+++ The records

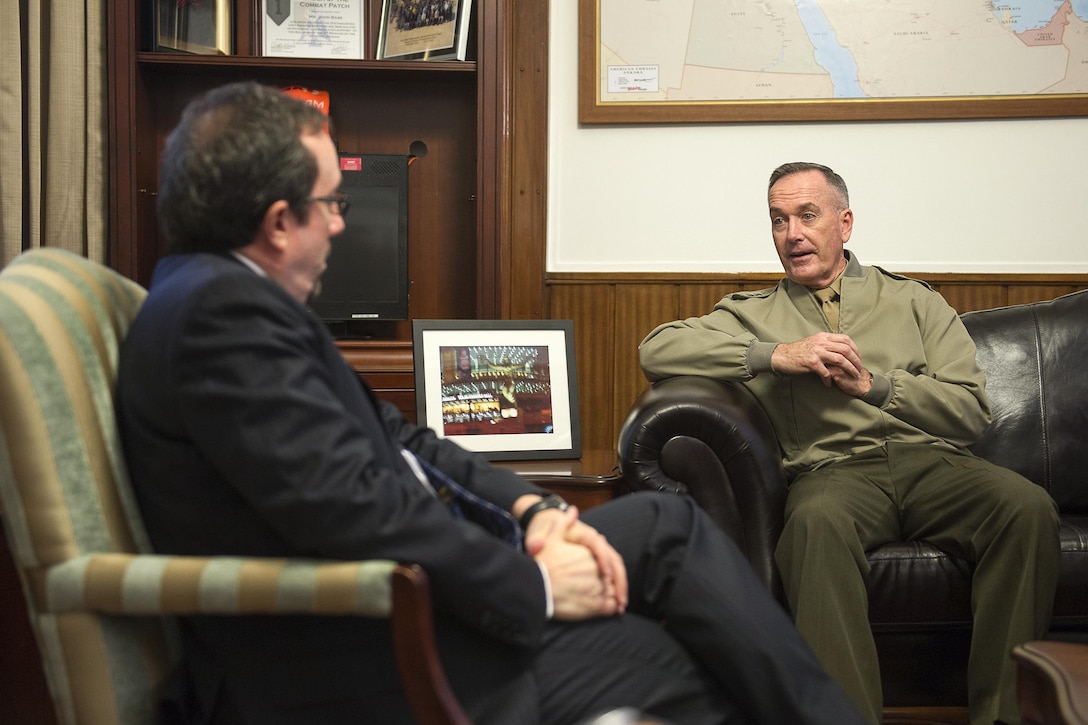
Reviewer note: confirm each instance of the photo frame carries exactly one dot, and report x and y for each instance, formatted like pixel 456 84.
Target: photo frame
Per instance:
pixel 507 389
pixel 630 73
pixel 194 26
pixel 424 29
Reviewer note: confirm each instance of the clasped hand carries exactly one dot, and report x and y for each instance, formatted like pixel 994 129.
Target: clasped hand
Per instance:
pixel 832 357
pixel 588 576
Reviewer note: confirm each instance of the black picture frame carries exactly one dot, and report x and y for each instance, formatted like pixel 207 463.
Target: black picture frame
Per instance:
pixel 506 389
pixel 443 36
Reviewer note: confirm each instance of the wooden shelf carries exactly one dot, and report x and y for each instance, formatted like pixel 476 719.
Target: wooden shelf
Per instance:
pixel 275 64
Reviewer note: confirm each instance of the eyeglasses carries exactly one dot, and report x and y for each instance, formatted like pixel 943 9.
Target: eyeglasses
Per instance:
pixel 338 203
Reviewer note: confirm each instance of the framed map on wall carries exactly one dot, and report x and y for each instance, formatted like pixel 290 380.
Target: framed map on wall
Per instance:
pixel 667 61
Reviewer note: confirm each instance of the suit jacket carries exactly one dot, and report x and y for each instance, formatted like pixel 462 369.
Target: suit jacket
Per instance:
pixel 247 433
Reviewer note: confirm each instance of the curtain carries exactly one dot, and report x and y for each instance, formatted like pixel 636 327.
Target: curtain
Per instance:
pixel 52 126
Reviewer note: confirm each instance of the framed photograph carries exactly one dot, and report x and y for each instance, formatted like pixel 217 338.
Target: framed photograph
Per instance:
pixel 194 26
pixel 424 29
pixel 506 389
pixel 829 60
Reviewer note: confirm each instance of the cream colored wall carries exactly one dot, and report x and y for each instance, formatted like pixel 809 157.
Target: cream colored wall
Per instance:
pixel 966 196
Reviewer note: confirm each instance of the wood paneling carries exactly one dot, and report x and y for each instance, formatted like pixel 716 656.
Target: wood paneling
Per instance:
pixel 613 312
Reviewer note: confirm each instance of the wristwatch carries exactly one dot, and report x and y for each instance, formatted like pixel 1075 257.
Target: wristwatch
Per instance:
pixel 551 501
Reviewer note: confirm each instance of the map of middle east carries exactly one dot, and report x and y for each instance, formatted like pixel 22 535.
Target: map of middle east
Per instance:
pixel 708 50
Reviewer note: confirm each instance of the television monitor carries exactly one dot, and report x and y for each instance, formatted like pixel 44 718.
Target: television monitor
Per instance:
pixel 367 277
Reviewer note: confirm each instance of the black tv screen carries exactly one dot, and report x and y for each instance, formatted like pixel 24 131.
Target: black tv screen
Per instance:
pixel 367 278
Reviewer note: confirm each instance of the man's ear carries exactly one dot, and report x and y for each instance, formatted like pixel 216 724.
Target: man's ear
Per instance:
pixel 847 222
pixel 276 224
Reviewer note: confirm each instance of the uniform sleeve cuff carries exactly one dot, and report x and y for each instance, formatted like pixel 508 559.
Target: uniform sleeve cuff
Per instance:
pixel 879 394
pixel 758 357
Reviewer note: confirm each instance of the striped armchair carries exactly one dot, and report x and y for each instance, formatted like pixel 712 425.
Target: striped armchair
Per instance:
pixel 100 603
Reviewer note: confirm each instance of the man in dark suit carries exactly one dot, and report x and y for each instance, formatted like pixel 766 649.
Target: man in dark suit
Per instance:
pixel 246 433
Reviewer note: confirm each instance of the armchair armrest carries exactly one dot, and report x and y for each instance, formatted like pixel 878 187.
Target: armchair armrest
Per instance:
pixel 161 585
pixel 138 585
pixel 712 440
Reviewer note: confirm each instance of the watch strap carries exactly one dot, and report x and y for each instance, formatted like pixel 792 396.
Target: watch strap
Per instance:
pixel 551 501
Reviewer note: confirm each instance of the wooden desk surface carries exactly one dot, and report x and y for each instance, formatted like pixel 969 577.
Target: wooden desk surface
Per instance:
pixel 585 482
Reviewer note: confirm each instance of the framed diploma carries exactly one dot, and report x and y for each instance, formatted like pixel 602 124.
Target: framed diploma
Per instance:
pixel 424 29
pixel 313 28
pixel 194 26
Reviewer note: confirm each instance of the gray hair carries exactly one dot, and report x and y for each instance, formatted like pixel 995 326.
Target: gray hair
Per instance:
pixel 796 167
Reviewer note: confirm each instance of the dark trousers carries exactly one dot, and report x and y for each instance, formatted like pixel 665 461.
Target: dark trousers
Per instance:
pixel 703 640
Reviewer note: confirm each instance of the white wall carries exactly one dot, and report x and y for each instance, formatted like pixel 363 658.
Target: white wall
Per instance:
pixel 963 196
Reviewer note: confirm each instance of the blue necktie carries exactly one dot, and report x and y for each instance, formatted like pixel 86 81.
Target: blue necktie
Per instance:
pixel 467 505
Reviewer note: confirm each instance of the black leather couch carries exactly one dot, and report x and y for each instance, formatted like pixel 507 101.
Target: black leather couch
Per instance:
pixel 712 440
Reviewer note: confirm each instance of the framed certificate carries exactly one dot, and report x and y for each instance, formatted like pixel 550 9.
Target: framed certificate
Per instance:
pixel 304 28
pixel 194 26
pixel 424 29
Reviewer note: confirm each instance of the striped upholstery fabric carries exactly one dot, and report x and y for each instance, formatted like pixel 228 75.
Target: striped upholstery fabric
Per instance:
pixel 74 529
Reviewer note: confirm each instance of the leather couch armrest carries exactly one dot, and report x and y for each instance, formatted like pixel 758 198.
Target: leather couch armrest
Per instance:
pixel 712 440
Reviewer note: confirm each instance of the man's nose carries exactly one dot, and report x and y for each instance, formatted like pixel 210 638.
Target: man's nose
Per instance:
pixel 793 228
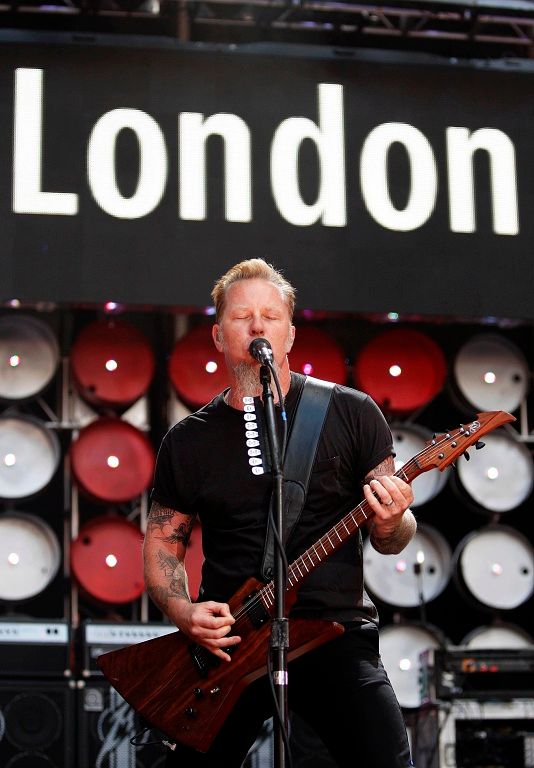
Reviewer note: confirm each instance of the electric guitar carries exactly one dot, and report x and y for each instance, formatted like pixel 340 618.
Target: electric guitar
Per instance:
pixel 185 691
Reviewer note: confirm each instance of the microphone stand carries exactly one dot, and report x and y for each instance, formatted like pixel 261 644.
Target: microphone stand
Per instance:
pixel 279 642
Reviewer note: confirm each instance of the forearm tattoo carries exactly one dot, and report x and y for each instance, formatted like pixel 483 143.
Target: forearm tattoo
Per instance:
pixel 174 583
pixel 386 467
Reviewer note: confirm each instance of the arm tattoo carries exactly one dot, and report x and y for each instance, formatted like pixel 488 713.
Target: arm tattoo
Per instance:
pixel 402 535
pixel 159 517
pixel 174 570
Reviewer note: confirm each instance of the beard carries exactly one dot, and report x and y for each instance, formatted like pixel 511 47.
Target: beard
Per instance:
pixel 247 379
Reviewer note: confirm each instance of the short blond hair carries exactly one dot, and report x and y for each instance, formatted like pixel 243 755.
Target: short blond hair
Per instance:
pixel 252 269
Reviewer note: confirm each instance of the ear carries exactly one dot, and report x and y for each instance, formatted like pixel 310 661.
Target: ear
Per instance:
pixel 290 339
pixel 216 335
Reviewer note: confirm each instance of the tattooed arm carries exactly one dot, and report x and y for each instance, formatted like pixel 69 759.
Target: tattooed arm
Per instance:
pixel 167 535
pixel 393 524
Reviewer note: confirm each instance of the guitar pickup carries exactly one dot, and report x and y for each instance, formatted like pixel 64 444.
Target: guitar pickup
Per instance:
pixel 257 615
pixel 201 659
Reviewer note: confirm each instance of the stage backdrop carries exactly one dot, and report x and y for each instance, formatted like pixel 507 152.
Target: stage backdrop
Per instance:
pixel 136 170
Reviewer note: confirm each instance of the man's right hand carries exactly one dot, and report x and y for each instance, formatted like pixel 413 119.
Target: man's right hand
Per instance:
pixel 207 624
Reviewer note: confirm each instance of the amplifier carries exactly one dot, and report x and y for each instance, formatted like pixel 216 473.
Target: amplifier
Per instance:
pixel 101 637
pixel 453 673
pixel 34 648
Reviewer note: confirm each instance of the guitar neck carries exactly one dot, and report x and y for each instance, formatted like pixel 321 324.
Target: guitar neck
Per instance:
pixel 438 453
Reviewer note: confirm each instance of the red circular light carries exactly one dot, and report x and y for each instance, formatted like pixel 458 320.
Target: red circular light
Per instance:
pixel 401 369
pixel 316 353
pixel 112 364
pixel 196 369
pixel 99 538
pixel 112 460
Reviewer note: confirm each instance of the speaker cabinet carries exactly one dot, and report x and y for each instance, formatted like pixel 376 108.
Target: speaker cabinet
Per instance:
pixel 36 724
pixel 106 725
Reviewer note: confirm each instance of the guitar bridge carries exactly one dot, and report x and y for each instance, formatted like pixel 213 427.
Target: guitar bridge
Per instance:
pixel 201 659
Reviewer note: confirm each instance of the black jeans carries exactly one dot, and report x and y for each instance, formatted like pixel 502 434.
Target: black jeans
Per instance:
pixel 341 690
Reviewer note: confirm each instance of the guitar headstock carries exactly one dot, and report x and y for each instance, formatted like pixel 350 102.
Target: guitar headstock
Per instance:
pixel 444 448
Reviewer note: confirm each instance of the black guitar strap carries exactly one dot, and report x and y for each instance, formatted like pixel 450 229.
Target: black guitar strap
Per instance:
pixel 300 455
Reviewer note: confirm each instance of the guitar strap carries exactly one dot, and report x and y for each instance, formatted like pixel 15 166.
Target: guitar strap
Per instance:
pixel 300 454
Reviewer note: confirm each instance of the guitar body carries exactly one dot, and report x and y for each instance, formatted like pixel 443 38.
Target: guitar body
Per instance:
pixel 185 691
pixel 189 700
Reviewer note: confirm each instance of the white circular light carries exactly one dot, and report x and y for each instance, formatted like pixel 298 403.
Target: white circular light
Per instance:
pixel 10 459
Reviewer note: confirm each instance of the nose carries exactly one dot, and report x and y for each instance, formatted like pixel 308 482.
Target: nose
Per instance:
pixel 256 325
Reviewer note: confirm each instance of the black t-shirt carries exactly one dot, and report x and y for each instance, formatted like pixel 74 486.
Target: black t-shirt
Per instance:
pixel 205 468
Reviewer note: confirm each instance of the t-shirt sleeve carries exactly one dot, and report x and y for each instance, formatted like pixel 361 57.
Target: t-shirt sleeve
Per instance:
pixel 170 476
pixel 374 437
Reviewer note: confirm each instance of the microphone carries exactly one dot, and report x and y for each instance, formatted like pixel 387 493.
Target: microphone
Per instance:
pixel 261 350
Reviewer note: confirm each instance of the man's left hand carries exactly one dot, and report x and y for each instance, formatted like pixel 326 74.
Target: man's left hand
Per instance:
pixel 389 497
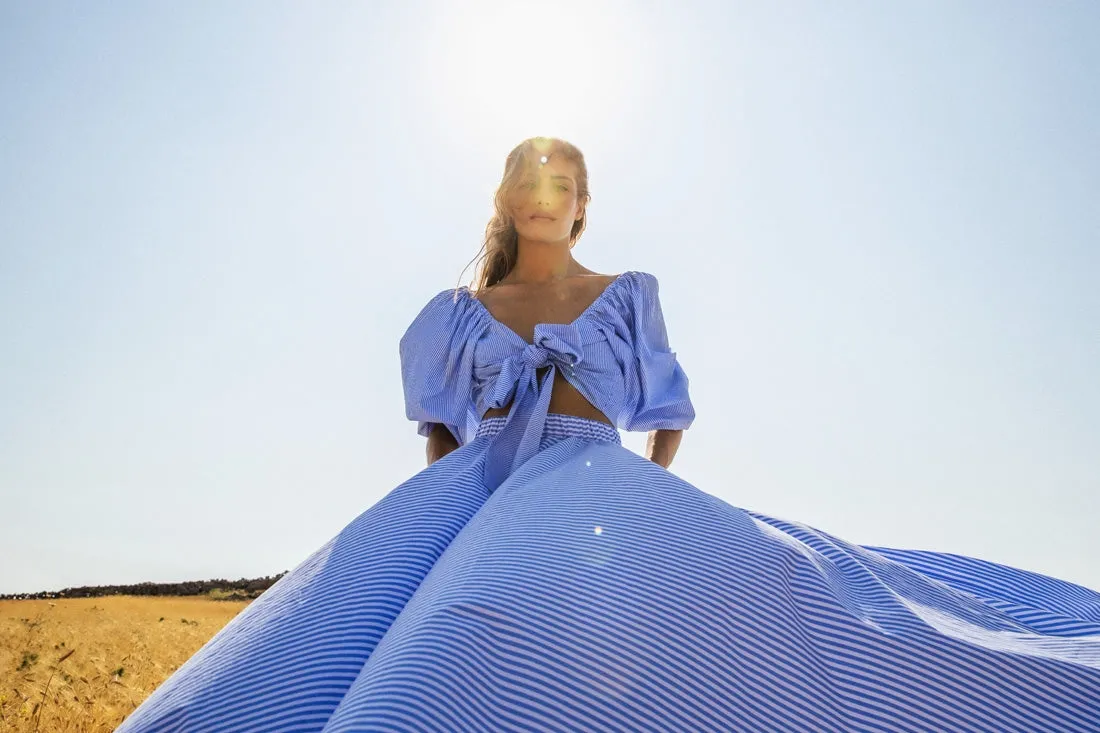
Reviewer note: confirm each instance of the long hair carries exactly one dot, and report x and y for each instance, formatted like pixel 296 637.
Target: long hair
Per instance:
pixel 497 255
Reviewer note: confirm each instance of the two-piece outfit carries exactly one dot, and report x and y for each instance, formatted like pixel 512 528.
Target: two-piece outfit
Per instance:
pixel 543 578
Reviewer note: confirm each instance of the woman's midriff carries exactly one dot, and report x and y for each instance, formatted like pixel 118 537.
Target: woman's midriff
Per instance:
pixel 564 400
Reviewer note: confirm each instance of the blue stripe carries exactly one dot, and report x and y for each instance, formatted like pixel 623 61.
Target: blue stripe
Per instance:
pixel 595 591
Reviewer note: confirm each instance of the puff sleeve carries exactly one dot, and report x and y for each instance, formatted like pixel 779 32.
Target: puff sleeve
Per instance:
pixel 437 357
pixel 657 396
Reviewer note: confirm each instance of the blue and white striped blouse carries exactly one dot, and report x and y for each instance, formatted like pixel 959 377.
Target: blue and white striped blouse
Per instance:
pixel 458 361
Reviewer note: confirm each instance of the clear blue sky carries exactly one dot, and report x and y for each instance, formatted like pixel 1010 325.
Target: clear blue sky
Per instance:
pixel 876 226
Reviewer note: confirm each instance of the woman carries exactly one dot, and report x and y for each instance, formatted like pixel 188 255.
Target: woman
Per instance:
pixel 539 577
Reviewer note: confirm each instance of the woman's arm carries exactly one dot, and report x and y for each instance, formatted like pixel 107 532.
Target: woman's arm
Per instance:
pixel 440 442
pixel 662 445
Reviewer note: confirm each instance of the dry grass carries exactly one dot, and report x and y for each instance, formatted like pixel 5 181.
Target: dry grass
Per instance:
pixel 83 665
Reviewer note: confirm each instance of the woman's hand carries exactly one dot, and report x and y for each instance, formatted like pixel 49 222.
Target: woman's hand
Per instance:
pixel 440 442
pixel 661 446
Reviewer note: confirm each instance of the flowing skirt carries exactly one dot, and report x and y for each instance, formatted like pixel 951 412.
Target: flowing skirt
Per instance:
pixel 596 591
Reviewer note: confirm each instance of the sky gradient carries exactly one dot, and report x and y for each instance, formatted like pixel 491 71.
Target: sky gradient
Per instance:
pixel 876 227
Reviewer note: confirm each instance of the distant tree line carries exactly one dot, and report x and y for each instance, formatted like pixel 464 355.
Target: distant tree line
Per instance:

++++++

• _Objective_: Please recast the part of the records above that opens with the line containing "Reviewer note: confirm each instance of the map" and closes with the line containing "pixel 367 278" as a numbered list, leaving out any blank lines.

• _The reply_:
1. Reviewer note: confirm each instance of the map of middle east carries exactly one dot, and report x and y for each instance, formatted like pixel 22 535.
2. Target: map of middle east
3. Per instance:
4. pixel 708 50
5. Reviewer note: confirm each instance of the television monitor carries exactly one dot, and report x and y for each instance, formatted like pixel 44 718.
6. Target: television monitor
7. Per instance:
8. pixel 367 277
9. Reviewer note: confirm each instance of the black tv screen carries exactly one dot, and report x and y for each instance, formatted like pixel 24 131.
10. Target: black tv screen
11. Per instance:
12. pixel 367 278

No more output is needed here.